REQUEST: In the article below on Turkey at the Eurovision Song Contest 1998, rewrite the paragraph beginning "Turkey was represented" as a short bulleted list of its main facts.

:: QUOTED TEXT

- Participating broadcaster: Turkish Radio and Television Corporation (TRT)
- Country: Turkey
- Selection process: 21. Eurovision Şarkı Yarışması Türkiye Finali
- Selection date: 28 February 1998

Competing entry
- Song: "Unutamazsın"
- Artist: Tüzmen
- Songwriters: Erdinç Tunç; Canan Tunç;

Placement
- Final result: 14th, 25 points

Participation chronology

= Turkey in the Eurovision Song Contest 1998 =

Turkey was represented at the Eurovision Song Contest 1998 with the song "Unutamazsın", composed by Erdinç Tunç, with lyrics by Canan Tunç, and performed by Tüzmen. The Turkish participating broadcaster, the Turkish Radio and Television Corporation (TRT), selected its entry through a national final.

==Before Eurovision==

=== 21. Eurovision Şarkı Yarışması Türkiye Finali ===
67 songs were submitted to the Turkish Radio and Television Corporation (TRT) that selected ten of them for the national final.

::::
:: EXCERPTED DATA

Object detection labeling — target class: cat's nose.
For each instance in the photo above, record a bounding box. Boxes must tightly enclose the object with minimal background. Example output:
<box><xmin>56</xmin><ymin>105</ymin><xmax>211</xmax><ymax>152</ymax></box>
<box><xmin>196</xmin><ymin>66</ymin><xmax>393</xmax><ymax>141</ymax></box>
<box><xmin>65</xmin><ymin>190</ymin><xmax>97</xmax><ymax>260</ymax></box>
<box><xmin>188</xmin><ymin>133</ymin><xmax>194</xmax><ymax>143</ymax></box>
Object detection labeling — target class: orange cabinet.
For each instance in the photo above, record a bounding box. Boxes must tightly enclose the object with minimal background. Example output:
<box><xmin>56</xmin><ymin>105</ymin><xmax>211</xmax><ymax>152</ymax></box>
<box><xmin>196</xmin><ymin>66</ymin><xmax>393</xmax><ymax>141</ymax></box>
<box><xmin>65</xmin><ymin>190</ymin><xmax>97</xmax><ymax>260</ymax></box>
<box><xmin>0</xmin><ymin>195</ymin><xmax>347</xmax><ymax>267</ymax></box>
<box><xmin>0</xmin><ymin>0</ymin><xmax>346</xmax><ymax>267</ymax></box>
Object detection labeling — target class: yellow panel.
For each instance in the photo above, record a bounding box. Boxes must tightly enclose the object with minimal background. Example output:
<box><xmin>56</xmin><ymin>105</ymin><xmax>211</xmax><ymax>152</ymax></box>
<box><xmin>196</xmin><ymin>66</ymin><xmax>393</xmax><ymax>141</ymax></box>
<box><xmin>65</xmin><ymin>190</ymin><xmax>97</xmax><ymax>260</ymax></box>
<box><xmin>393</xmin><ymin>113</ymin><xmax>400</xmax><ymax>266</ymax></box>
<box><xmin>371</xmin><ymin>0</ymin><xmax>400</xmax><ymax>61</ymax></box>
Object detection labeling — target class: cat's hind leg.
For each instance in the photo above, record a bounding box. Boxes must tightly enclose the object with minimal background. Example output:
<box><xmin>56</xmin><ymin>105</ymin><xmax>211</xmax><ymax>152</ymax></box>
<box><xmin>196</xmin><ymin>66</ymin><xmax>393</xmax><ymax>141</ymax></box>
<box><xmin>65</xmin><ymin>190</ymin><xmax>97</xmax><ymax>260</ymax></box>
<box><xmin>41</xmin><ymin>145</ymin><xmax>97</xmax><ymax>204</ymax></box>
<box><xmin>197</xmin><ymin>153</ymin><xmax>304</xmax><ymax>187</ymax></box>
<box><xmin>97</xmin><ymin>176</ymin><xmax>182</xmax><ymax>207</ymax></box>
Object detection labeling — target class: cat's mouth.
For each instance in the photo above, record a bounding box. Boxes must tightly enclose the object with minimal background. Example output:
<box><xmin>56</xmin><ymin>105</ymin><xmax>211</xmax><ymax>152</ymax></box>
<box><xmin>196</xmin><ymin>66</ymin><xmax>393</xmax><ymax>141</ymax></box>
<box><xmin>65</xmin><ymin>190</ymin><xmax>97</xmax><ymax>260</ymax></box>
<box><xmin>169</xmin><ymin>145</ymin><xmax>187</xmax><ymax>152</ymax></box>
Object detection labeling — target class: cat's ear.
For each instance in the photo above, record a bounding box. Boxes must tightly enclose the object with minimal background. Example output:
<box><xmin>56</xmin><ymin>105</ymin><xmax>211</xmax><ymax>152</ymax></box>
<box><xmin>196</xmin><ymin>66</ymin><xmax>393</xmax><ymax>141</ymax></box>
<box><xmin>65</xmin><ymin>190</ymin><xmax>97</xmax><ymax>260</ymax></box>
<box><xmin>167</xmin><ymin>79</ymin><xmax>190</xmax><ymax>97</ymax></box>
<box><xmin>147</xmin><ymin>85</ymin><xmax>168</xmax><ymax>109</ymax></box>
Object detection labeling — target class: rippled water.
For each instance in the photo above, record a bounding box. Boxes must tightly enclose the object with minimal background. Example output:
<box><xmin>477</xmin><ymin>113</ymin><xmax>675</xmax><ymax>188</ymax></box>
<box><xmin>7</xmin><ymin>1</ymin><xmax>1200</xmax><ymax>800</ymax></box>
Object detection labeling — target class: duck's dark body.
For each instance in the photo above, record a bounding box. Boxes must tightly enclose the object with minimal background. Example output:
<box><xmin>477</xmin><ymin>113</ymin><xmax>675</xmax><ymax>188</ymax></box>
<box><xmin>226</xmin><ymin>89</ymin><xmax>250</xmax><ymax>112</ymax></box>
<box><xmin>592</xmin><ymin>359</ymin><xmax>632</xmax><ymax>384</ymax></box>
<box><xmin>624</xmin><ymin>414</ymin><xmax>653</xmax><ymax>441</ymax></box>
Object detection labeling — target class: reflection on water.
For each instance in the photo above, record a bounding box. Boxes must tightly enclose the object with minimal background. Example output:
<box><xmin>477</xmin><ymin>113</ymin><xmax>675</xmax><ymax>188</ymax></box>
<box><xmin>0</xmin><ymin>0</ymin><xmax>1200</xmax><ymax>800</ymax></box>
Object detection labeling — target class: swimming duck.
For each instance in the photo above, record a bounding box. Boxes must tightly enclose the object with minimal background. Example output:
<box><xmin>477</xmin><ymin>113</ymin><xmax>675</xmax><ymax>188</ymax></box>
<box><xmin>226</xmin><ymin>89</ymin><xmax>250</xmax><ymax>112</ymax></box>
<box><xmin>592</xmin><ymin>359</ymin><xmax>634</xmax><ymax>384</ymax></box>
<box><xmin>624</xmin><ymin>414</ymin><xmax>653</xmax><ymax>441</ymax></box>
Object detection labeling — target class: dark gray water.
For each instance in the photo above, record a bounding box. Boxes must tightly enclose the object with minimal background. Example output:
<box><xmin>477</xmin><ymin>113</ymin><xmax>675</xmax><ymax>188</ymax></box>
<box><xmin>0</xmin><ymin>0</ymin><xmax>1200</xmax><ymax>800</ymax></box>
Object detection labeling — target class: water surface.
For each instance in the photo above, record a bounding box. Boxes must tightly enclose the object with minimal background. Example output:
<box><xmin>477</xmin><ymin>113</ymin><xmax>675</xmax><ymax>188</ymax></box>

::::

RESULT OF THIS EXERCISE:
- Turkey competed in the Eurovision Song Contest 1998 with "Unutamazsın."
- Music: Erdinç Tunç; lyrics: Canan Tunç.
- Performer: Tüzmen.
- The Turkish Radio and Television Corporation (TRT), the participating broadcaster, picked the entry through a national final.